::: Data rows

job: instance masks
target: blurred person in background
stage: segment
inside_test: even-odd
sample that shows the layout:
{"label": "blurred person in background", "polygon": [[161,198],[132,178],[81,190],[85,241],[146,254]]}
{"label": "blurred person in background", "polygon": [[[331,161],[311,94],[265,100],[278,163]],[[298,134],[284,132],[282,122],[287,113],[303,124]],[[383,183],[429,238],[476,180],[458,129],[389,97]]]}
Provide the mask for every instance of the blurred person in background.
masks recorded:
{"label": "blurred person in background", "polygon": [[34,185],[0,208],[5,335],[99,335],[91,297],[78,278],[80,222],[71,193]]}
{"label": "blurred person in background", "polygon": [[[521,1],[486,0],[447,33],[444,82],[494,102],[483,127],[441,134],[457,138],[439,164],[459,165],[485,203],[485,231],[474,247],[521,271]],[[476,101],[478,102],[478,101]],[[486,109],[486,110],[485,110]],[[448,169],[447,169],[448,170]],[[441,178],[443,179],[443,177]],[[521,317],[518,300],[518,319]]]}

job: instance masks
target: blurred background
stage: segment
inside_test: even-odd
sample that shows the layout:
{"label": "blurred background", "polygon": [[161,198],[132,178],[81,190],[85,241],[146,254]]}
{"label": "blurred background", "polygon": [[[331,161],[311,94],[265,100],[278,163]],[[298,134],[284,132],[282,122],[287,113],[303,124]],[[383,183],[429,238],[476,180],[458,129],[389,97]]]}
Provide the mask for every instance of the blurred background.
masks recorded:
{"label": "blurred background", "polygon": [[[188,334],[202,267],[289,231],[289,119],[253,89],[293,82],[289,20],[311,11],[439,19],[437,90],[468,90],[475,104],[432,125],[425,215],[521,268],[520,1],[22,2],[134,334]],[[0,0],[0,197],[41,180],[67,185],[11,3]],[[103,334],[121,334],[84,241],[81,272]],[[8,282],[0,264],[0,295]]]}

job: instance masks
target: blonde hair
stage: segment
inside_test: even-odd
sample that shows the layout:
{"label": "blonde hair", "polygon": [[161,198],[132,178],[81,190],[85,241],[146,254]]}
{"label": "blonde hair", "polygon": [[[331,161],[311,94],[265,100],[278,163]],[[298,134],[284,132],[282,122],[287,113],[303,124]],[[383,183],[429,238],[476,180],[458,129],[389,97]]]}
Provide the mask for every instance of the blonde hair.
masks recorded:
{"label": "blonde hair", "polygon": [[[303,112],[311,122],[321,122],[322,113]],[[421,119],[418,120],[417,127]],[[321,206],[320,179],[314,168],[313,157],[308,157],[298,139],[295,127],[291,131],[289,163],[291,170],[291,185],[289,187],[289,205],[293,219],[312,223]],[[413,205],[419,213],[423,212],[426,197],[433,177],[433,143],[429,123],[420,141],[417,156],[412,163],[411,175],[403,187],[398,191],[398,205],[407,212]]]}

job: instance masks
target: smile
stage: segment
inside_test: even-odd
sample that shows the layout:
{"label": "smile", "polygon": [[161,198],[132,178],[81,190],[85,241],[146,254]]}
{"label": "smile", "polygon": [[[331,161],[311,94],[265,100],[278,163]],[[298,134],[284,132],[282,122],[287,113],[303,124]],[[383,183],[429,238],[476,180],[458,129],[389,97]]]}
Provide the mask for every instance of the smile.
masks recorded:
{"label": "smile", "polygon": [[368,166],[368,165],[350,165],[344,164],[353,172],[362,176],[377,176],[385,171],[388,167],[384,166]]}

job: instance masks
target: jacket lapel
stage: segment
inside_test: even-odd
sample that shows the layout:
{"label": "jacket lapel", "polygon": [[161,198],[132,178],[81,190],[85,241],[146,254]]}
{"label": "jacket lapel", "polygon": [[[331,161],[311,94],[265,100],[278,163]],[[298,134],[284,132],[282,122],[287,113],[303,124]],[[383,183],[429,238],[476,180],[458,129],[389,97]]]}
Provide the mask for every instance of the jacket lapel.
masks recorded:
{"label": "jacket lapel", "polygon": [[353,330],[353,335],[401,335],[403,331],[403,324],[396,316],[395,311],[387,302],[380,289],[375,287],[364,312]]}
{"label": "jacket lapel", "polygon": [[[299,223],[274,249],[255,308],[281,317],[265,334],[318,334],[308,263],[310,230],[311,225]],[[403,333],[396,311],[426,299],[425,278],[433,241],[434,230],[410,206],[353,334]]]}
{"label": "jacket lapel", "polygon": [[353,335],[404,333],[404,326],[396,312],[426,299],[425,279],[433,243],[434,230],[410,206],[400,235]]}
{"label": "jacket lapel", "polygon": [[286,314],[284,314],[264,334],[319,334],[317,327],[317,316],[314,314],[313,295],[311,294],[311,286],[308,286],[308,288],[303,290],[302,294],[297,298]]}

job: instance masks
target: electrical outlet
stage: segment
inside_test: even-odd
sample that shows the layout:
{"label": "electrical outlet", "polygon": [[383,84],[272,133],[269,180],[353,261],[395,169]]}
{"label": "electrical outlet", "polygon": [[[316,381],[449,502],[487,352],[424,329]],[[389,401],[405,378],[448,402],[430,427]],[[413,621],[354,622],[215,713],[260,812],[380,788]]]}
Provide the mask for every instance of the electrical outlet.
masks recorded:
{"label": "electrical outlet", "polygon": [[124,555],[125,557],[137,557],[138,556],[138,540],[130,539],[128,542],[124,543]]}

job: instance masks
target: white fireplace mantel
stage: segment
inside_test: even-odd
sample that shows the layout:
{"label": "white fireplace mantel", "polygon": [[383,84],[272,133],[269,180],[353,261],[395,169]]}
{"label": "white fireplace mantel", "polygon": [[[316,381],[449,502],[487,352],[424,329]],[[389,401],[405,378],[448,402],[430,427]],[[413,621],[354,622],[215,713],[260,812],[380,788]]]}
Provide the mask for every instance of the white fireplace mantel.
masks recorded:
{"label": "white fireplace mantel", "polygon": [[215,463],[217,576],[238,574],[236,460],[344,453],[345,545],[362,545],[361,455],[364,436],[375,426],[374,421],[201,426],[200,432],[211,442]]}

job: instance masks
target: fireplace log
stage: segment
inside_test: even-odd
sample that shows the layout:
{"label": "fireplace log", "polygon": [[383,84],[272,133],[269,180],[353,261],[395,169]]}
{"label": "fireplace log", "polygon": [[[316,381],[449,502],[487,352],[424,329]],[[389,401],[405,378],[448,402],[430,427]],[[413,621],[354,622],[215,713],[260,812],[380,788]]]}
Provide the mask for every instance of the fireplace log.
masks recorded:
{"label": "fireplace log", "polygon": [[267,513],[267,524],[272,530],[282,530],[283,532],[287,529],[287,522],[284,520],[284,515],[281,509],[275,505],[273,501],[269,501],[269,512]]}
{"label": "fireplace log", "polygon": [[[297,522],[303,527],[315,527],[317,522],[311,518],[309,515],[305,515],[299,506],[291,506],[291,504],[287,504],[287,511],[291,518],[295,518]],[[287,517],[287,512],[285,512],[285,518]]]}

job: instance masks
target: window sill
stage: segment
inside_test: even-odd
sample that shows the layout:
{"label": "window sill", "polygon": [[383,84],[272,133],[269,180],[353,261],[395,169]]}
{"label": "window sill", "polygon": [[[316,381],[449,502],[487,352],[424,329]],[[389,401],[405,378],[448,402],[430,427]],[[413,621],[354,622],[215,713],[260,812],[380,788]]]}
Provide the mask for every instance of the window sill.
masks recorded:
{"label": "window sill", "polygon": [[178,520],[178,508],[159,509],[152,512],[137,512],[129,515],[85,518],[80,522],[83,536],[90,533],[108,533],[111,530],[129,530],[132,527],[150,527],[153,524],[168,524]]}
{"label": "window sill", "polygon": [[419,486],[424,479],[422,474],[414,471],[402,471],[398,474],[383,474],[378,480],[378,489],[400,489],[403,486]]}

::::::

[Problem details]:
Find each line of the listing that contains the word "every" and copy those lines out in full.

[Solution to this exercise]:
Provide the mask for every instance of the blurred person in background.
Provide the mask for every instance of the blurred background.
Provide the mask for every instance of the blonde hair.
Provide the mask for every instance of the smile.
Provide the mask for every instance of the jacket lapel.
Provide the mask for every instance of the electrical outlet.
Provide the mask for every instance of the white fireplace mantel.
Provide the mask for every instance of the fireplace log.
Provide the mask for every instance of the window sill.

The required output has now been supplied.